━━ DATASET ROWS
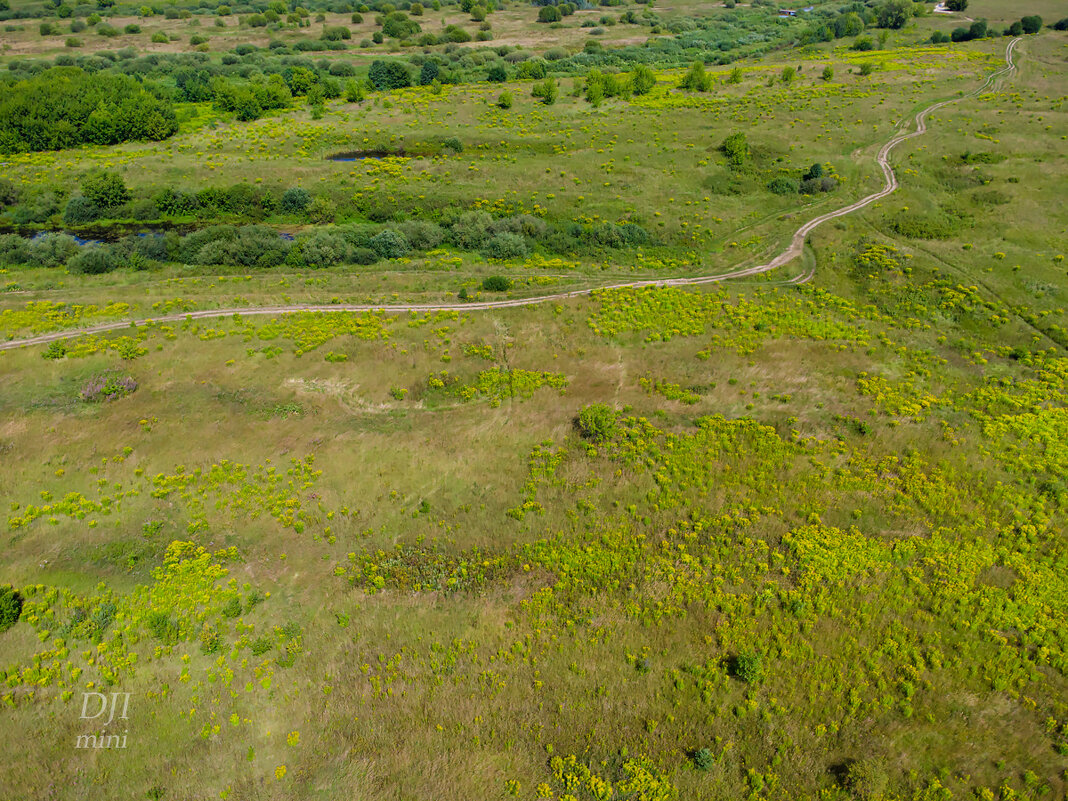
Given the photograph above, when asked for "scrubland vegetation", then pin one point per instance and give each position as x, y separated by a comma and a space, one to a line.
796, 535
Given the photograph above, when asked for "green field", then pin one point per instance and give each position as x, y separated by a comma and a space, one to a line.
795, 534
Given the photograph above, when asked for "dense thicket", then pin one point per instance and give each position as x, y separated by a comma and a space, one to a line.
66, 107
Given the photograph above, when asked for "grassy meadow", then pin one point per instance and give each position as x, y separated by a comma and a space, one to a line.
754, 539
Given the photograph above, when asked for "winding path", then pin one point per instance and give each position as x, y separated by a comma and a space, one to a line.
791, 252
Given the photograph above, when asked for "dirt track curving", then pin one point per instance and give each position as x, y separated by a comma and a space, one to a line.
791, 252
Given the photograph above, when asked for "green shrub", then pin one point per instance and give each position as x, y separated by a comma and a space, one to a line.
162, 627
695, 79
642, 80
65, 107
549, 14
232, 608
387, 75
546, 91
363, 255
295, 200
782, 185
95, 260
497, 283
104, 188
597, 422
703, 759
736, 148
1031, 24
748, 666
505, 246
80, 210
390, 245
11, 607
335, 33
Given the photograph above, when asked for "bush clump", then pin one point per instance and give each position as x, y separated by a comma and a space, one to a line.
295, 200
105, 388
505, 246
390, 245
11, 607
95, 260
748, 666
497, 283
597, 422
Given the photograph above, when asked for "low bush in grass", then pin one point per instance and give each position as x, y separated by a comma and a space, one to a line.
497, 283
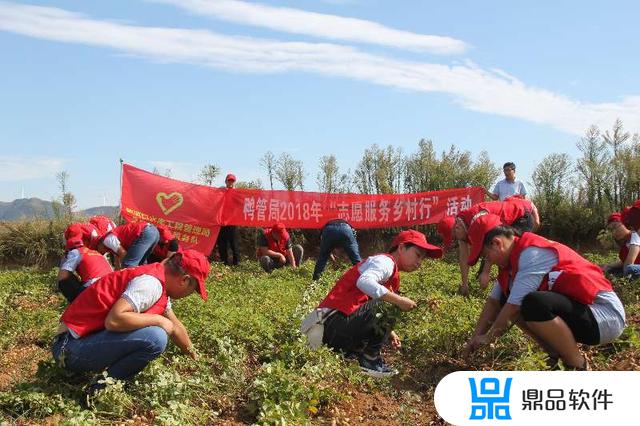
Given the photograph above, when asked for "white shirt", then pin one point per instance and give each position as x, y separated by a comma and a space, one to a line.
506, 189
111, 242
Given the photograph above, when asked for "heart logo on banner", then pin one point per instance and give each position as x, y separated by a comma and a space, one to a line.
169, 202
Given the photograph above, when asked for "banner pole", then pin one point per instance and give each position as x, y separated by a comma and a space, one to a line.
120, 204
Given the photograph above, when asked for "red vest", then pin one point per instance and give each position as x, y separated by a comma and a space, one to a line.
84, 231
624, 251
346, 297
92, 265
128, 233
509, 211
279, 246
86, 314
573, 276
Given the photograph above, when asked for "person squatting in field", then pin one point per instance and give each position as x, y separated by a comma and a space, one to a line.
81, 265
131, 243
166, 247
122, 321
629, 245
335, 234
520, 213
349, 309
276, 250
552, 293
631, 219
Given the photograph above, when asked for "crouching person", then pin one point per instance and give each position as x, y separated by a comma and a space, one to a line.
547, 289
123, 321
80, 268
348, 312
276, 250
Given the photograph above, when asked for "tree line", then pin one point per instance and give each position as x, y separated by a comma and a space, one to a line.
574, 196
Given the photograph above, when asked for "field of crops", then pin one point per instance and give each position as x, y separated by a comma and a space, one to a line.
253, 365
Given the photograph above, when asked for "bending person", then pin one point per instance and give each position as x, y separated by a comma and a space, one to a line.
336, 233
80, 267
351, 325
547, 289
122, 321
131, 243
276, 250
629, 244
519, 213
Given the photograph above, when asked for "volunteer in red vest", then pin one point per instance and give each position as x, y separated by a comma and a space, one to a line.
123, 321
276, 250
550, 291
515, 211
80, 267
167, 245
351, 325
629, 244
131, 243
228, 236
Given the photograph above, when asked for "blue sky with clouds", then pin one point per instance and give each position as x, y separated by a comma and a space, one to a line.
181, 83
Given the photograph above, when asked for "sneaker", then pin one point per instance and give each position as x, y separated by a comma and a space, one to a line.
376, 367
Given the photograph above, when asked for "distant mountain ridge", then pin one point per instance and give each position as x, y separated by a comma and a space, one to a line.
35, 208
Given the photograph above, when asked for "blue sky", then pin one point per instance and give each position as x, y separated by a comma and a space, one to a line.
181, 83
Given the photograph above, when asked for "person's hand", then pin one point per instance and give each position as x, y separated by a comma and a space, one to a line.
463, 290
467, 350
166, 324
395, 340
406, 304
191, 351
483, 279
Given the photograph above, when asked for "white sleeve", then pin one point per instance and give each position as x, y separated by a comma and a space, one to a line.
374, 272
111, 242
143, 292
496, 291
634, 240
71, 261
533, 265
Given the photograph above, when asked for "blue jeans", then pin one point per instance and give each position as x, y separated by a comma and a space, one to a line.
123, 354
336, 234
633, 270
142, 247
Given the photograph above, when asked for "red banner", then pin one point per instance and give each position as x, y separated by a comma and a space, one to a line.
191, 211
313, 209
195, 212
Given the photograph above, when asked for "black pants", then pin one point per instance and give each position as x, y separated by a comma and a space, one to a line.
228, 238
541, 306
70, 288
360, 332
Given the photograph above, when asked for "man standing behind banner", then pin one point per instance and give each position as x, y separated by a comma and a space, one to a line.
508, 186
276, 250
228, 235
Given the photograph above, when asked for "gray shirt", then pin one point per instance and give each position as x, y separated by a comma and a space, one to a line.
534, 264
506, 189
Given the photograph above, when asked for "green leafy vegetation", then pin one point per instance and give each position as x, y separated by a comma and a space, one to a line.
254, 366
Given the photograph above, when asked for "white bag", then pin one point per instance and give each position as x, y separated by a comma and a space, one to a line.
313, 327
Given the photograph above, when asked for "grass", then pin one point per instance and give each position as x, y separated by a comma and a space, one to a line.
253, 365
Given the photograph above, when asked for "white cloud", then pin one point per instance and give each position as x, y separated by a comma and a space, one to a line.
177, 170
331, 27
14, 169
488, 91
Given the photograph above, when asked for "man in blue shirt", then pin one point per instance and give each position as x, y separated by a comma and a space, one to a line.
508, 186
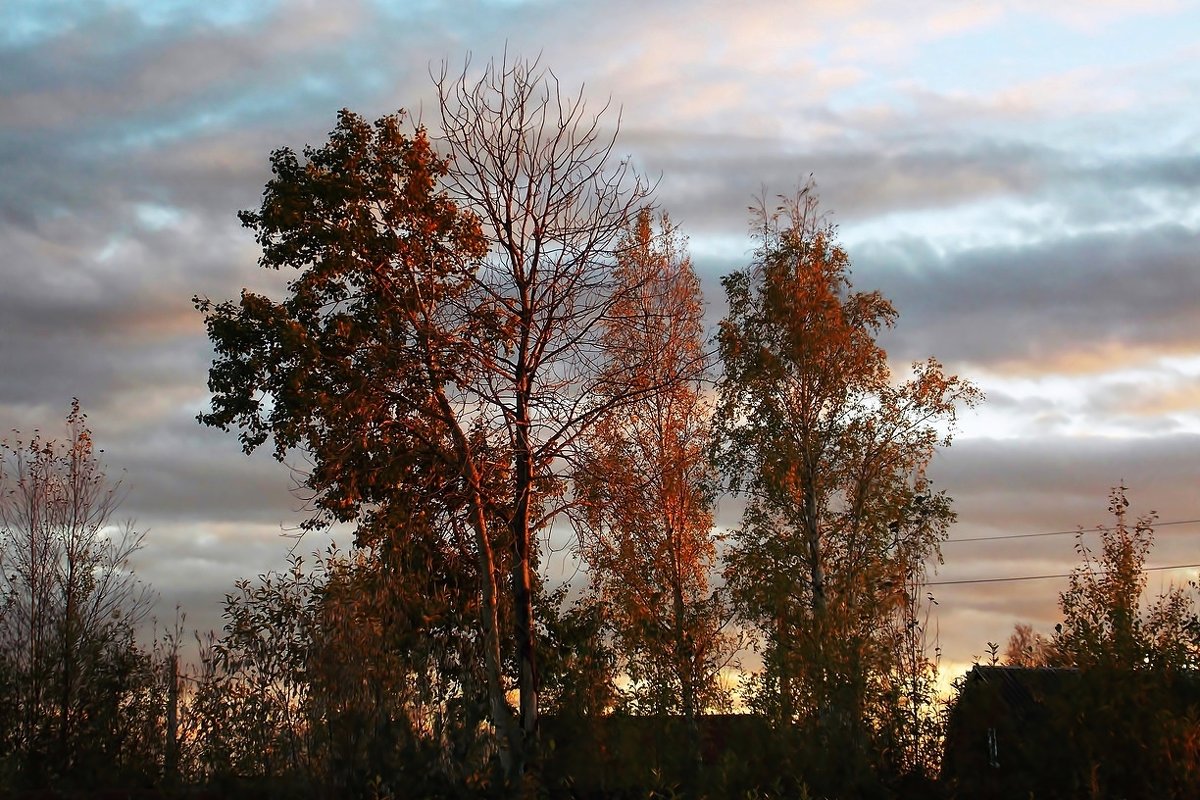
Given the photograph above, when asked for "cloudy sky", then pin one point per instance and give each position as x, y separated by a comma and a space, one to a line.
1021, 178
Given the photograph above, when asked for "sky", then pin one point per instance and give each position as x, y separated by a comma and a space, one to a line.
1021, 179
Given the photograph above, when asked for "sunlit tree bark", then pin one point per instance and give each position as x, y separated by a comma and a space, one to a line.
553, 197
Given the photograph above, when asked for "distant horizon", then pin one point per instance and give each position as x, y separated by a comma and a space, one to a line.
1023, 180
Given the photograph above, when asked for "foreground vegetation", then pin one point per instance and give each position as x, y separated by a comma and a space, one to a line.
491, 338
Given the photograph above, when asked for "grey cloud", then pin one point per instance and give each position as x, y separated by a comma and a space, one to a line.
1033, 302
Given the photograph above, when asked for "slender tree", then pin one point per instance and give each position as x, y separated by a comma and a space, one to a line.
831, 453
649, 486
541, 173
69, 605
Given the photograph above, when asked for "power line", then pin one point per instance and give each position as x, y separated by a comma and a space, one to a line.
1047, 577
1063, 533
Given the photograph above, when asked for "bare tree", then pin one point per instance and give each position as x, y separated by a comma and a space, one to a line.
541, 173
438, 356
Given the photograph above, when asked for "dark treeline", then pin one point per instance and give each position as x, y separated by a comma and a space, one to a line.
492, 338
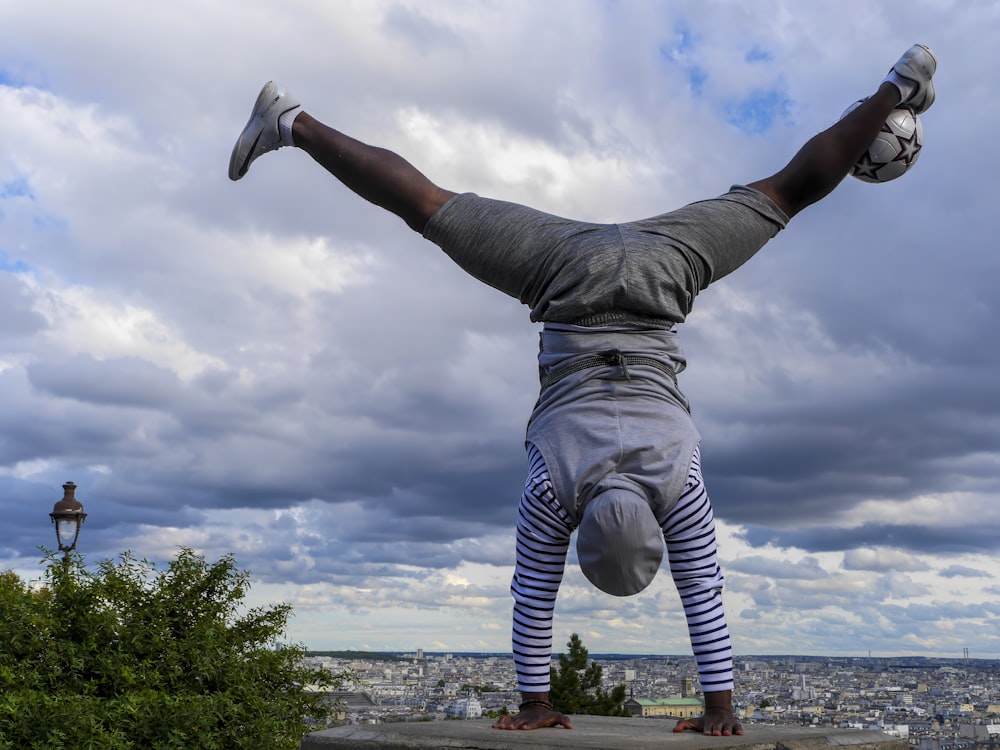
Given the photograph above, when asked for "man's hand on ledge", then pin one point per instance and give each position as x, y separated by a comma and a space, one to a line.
━━━━
» **SET EXERCISE**
Print every record above exactly as written, leaving out the pictures.

» **OUTPUT OF THE TASK**
Given the photograph above, when asked for "scrubland vegetation", then pin one point per instance and give each position as x, y separated by a comma and a space, one to a line.
796, 535
Given the photograph above, when asked for "green field", then pin one point per instance and give each position as x, y separated by a comma and a space, one to a line.
795, 534
Given the photograph above, when asked for "dense thicket", then pin one point per instance and give each position as x, y separated by a comma and a space, one to a line.
66, 107
Given the photograph above, when asked for "grassy meadow", then pin one point per instance and give each position as x, y separated by a comma and a space, one to a line.
754, 539
Given the photograph above, when asked for "winding path", then pin one point per instance and give each position as x, y separated by a comma and a space, one to a line.
791, 252
Given the photograph above, when asked for "dirt track curving", then pin one point per instance and give each position as x, y separated by a comma and a space, one to a line.
791, 252
Given the photograph above, when asked for "green shrub", then pin one point per instance and give each position as x, y separated by a comma and a space, one to a line.
162, 627
695, 79
642, 80
65, 107
549, 14
232, 608
387, 75
546, 91
363, 255
295, 200
782, 185
95, 260
497, 283
104, 188
597, 422
703, 759
736, 148
1031, 24
748, 666
505, 246
80, 210
390, 245
11, 607
335, 33
Given the photograph above, when asked for "bush clump", then pin one point per instance and give each position as x, y separated by a comma and a space, one to a line.
295, 200
105, 388
505, 246
390, 245
11, 607
95, 260
748, 666
497, 283
597, 422
Given the photograph above, when asked for "low bush in grass", then pin one point per instance and give each position as x, y separated by a comma and a space, one to a line.
497, 283
Given the photograph above, when asked for "white shirt", then pin one point per instance and give each position as x, y separated by a comma and a space, one to a line.
506, 189
111, 242
Given the photograph above, when asked for "heart logo on banner", then pin one point per instance and give each position as x, y separated by a comma and a space, one to a line.
169, 202
Given the photograph above, when asked for "banner pole", then pin one point per instance and give each position as x, y separated by a comma and a space, one to a line.
120, 204
Given the photograph above, when asked for "red vest", then pin one point per instance and give each position as x, y separated by a comma and a space, one to a line.
84, 231
624, 251
346, 297
92, 265
128, 233
509, 211
279, 246
86, 314
573, 276
Given the photograph above, when asked for "person squatting in field", then pin one point per instance and give each position as x, y separated by a comma and a space, one to a line.
81, 265
131, 243
166, 247
122, 321
629, 245
335, 234
520, 213
349, 309
276, 250
552, 293
631, 219
Given the photograph above, when asked for "crouching person", then pin one point per instance and give each position as x, y separated by a comma and a space, one to a line.
547, 289
123, 321
80, 268
348, 312
276, 250
Given the photograph above, when asked for "tree line", then pin one point per instance and give each position as x, y separated by a comma and a space, one to a line.
574, 196
Given the photograph above, when asked for "field of crops", then pin one point per instance and give each position as x, y separated by a comma and a space, one to a line.
253, 365
Given the photograph above, when asked for "bending person", then pin one point per instance and give each position as x, y separated by a comma and a space, one to a line.
336, 233
80, 267
351, 325
547, 289
122, 321
131, 243
276, 250
629, 244
519, 213
Given the photograph above, when asked for "volunteer in red vest", then pin one point per instance and give each position as x, y separated by a comma and a space, one to a line.
123, 321
276, 250
550, 291
515, 211
80, 267
167, 245
351, 325
629, 244
131, 243
228, 236
Given the photograph above, when asked for "blue sky with clouds", then pin one point per instance and give each position as x, y separated by a comma and a space, one to a line.
181, 83
Given the photograph above, when asked for "sneaker", then pin one point per instance and give each position as x, y separated by a comma and a space, one to a line.
376, 367
Given the photograph above, when asked for "distant mountain ridge", then pin one point per instance and give each position as x, y separated by a comma and a space, one to a line.
35, 208
Given the photograph above, when asked for "blue sky", then pin one point per instance and give each position as x, y separated by a comma and a space, one to a line.
181, 83
Given the photograph above, when asked for "person's hand", then pin one point per instance and give each position as x, y separated by a comma and a space, one to a line.
463, 290
467, 350
166, 324
395, 340
406, 304
191, 351
483, 279
Given the photograph above, when asked for "white sleeve", then pin one point per instance and give each position as x, y separated by a comma and a space, one to a line.
374, 272
111, 242
143, 292
496, 291
634, 240
71, 261
533, 265
Given the photograph above, when asked for "blue jeans", then pin one point per instance and give each position as x, y separated by a comma and a space, one to a line.
123, 354
336, 234
633, 270
142, 247
Given the photograph above, when asked for "red banner", then pin one point per instance and give each position as x, y separated by a comma and a space, one to a line.
191, 211
313, 209
195, 212
Given the photograph above, when asked for "black pants", then pin one point per instance and give each position as x, y separated by a comma and a space, one to a line.
228, 238
541, 306
70, 288
360, 332
Given the photograph above, when asked for "man standing behind banner", then pin one point per instance and give each position as x, y separated by a comma and a space, one to a line.
508, 186
276, 250
228, 235
Given the photograph above, when asked for "gray shirt", then pin one point per instance and give each position as x, y separated by a comma and a space, one to a line.
534, 264
506, 189
Given the photograph above, when asked for "green leafy vegetation", then pin one point per instance and give each position as x, y separated by a comma and a space, one to a line.
254, 366
Given the photograph above, when asked for "white bag", then pin one point per instance and give each position as x, y separated by a comma and a space, one to a line.
313, 327
Given the photograph above, when asked for "grass", then pin one point per instance and give each position as x, y separated by a comma and a space, one to a line.
253, 365
Given the photograph above, when asked for "white cloud", then pin one point per instance and give each position as x, y separated by a comma and a space, one to a line.
177, 170
331, 27
14, 169
488, 91
Given the photograph above, when asked for "man in blue shirt", then pin one point per instance and give each position as x, y separated by a comma and a space, one to a line.
508, 186
Given the photograph above, when asked for "cloudy sky", then pin one point per instance and give each position as x, y separated by a comma and a space, one to a line.
1021, 178
Given the photograph above, when asked for "sky", then pin one point per instance and give each position as x, y separated by a comma and a space, one to a line.
1021, 179
Given the photograph above, when asked for "sunlit tree bark", then pin one point per instance and give each position as x, y separated by a comma and a space, one to a line.
553, 197
Given the photograph above, when asked for "distant horizon", then pin one point per instance and give each position as x, y separated by a comma and a space, one to a line.
1023, 180
Given the photograph above, when asked for "foreground vegetation", then pin one point per instance and give each position as x, y separated by a comma and a space, one to a line.
491, 338
Given the photograph above, when asked for "grey cloud", then pin one point per instance and give each position as x, y separated by a comma and a space, one to a line.
1033, 302
Given the photograph above, when asked for "slender tree", then pin one point per instance and give each position as x, y separated by a comma and a space, one to a line.
831, 453
649, 486
541, 173
69, 605
Given the photograph above, when asked for "power line", then pin one point per instance and give each position as x, y separated by a comma and a space, one to a line.
1047, 577
1063, 533
Given the photograph above, when asked for "bare tree", then pin one point per instance and give each position as x, y separated by a comma and a space, one to a line.
541, 173
438, 356
Given the photograph above, when asked for "dark treeline", then pin one point per instance and give each position as x, y separated by a comma and a space, one to a line.
492, 338
Given the photograph above, when asked for "man's hand on ledge", then pin one point per instance and give each position as x, y separated by a comma and a space, one to a line.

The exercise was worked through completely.